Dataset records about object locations
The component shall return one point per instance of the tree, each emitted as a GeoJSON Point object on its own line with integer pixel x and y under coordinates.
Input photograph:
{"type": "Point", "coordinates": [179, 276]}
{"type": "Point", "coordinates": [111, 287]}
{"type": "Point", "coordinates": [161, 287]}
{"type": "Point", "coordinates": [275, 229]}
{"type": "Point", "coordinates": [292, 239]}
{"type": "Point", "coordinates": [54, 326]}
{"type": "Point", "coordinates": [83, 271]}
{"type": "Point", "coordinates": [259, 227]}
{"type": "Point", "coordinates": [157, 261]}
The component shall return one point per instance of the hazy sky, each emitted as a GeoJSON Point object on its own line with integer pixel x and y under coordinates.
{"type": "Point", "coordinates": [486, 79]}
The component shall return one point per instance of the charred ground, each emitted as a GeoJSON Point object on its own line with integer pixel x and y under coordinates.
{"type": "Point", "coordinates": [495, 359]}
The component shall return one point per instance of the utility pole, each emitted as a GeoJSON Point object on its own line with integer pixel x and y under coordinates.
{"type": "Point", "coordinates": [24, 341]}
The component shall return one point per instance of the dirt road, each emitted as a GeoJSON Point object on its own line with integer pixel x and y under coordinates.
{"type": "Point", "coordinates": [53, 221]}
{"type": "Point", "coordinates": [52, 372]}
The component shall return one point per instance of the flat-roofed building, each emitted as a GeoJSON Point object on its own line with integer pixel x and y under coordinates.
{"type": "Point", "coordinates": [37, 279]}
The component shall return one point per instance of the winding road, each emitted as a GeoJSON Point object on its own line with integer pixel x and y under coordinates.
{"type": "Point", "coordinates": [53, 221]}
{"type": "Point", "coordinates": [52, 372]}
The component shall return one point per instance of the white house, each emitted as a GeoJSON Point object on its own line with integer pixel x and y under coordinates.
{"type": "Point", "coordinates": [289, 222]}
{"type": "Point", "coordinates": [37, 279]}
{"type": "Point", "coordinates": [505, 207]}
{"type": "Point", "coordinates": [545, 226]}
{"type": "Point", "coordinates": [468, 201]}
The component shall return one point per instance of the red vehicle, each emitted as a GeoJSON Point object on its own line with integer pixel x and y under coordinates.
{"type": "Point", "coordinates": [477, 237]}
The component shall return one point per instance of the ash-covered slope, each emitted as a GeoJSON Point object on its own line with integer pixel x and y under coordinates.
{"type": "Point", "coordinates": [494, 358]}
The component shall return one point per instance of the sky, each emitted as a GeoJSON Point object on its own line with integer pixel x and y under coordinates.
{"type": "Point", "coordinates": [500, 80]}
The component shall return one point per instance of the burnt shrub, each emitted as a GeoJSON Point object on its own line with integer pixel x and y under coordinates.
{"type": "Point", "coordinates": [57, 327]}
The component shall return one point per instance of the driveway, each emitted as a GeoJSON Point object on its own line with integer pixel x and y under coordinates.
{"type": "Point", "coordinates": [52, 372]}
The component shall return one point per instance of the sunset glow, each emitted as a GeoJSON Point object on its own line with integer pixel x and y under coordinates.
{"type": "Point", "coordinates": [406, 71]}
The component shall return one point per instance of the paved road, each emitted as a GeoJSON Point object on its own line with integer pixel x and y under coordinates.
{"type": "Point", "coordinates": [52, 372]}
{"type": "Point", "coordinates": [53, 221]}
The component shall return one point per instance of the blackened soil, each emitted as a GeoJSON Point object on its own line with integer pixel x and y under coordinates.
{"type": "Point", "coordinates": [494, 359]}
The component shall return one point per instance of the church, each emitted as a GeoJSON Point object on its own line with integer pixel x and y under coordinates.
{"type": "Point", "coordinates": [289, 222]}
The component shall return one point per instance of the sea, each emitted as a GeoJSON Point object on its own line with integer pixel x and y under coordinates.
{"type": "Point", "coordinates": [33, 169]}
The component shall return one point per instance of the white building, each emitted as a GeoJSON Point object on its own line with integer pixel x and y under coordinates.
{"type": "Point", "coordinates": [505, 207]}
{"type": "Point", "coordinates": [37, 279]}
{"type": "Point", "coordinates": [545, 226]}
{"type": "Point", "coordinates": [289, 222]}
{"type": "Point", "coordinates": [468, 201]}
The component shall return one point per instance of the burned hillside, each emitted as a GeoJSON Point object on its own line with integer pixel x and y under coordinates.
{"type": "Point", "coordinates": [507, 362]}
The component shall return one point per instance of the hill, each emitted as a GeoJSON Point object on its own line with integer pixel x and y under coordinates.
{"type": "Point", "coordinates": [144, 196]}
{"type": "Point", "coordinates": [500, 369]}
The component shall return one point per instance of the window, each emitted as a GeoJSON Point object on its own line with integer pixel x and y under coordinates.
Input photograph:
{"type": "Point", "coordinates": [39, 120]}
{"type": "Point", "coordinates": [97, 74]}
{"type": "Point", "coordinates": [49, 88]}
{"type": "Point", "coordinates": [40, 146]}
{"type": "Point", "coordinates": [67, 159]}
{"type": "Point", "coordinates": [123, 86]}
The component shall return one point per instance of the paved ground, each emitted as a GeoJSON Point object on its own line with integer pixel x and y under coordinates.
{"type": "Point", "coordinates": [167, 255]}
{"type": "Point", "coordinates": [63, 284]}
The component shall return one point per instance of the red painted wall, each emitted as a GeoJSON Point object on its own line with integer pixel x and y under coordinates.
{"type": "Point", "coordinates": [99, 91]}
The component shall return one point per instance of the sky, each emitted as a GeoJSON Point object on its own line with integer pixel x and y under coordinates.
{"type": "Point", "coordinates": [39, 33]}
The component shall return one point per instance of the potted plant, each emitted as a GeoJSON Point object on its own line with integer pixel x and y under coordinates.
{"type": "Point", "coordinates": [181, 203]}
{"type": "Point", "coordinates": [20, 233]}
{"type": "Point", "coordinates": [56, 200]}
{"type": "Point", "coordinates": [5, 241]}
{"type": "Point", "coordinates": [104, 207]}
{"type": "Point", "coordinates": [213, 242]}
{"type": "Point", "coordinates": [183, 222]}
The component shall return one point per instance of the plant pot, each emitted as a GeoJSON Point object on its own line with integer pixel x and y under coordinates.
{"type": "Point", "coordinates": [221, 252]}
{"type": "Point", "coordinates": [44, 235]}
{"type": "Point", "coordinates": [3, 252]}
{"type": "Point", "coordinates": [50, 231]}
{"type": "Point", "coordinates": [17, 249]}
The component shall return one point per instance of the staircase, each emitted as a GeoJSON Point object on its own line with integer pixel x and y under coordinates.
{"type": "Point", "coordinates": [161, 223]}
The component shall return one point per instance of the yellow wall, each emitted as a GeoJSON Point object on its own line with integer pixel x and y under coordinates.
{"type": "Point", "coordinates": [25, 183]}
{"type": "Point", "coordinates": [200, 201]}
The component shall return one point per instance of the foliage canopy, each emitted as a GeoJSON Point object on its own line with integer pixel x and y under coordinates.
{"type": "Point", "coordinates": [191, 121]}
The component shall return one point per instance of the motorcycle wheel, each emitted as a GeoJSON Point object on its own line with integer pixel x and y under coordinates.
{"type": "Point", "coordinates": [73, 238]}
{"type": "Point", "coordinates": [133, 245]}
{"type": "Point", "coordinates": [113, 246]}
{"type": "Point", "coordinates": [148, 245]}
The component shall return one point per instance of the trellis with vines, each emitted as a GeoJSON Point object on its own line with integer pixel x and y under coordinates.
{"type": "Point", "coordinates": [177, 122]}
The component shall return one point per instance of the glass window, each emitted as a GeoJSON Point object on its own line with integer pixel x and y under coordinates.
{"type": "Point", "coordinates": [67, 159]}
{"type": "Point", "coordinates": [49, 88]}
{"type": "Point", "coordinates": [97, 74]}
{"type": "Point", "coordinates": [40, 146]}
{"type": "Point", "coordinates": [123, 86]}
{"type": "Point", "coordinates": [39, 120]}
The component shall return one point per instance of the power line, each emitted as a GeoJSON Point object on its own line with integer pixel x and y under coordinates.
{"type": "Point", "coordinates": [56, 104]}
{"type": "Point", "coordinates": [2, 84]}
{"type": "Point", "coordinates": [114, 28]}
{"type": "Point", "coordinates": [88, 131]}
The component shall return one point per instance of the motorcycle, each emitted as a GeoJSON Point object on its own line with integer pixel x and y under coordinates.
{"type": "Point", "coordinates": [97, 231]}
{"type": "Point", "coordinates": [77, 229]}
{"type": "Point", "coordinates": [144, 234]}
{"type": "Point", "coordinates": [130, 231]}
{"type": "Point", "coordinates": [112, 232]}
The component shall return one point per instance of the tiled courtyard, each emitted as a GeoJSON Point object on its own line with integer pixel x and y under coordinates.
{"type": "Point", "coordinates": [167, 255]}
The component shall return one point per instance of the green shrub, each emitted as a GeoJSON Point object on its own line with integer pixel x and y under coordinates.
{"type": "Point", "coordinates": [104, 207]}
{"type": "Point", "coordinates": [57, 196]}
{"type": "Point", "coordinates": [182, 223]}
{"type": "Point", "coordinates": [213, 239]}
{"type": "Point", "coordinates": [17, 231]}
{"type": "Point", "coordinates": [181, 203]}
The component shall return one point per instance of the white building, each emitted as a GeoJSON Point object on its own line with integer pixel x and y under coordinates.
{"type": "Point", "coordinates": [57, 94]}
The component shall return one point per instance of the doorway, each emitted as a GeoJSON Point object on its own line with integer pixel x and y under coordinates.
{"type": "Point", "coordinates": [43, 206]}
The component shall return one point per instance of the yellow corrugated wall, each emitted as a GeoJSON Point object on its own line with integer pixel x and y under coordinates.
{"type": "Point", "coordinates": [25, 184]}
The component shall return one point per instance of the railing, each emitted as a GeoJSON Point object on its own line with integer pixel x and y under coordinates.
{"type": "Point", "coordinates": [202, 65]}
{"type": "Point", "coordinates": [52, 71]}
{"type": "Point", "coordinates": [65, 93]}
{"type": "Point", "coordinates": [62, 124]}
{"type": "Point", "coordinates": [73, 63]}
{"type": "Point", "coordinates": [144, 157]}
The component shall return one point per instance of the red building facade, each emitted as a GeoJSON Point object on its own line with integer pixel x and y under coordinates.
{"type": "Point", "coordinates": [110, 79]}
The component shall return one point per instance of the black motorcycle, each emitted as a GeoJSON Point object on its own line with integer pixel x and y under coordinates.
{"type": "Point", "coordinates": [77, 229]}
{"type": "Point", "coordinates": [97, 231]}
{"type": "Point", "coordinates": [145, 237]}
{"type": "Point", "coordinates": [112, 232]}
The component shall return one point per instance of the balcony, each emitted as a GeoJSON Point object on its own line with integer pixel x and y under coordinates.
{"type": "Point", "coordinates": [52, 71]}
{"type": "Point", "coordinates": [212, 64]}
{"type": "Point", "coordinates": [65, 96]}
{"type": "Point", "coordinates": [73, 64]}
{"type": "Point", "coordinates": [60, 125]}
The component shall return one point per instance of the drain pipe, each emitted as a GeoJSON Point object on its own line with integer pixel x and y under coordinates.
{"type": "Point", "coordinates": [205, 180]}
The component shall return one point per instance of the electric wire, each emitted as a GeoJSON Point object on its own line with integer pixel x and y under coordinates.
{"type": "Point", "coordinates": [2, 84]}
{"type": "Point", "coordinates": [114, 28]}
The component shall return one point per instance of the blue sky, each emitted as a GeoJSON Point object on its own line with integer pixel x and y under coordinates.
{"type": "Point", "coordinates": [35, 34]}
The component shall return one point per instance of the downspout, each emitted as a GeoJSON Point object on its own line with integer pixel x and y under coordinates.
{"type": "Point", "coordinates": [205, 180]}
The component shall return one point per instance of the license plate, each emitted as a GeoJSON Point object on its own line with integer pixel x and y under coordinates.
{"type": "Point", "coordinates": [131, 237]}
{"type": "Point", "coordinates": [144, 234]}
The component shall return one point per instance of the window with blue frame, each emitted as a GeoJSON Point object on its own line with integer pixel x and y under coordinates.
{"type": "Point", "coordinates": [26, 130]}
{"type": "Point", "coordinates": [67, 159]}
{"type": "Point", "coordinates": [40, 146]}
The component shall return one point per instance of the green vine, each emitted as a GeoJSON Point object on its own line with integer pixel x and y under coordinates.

- _Written exercise_:
Find the line containing "The component shall return one point per instance of the drain" in the material above. Print it and every line after it through the end, exactly and only those.

- _Result for this task_:
The component shall return one point per instance of the drain pipe, each emitted as a GeoJSON Point object on its own line with integer pixel x and y under coordinates.
{"type": "Point", "coordinates": [205, 180]}
The component shall return one point per instance of the electric wire, each emitted as a GeoJSON Point object on its own line with integer pixel x and y under coordinates.
{"type": "Point", "coordinates": [2, 84]}
{"type": "Point", "coordinates": [114, 28]}
The component shall return one point per instance of the blue sky, each emitted as a GeoJSON Point object on its own line with integer pixel x and y under coordinates.
{"type": "Point", "coordinates": [35, 34]}
The component shall return one point per instance of the downspout, each emitted as a GeoJSON Point object on its own line with integer pixel x and y under coordinates.
{"type": "Point", "coordinates": [205, 180]}
The component shall return one point per instance of the license plate, each emitted as a GeoJSON Point object on its own line with integer pixel x and y under coordinates.
{"type": "Point", "coordinates": [131, 237]}
{"type": "Point", "coordinates": [144, 234]}
The component shall return one point per instance of the window with blue frame, each emitted as a GeoJSON Point object on its own line with integer pixel x and y under coordinates.
{"type": "Point", "coordinates": [26, 130]}
{"type": "Point", "coordinates": [67, 159]}
{"type": "Point", "coordinates": [40, 146]}
The component shall return one point per instance of the green vine, each emitted as a GeoJSON Point object on its own line with integer pixel x and y under coordinates.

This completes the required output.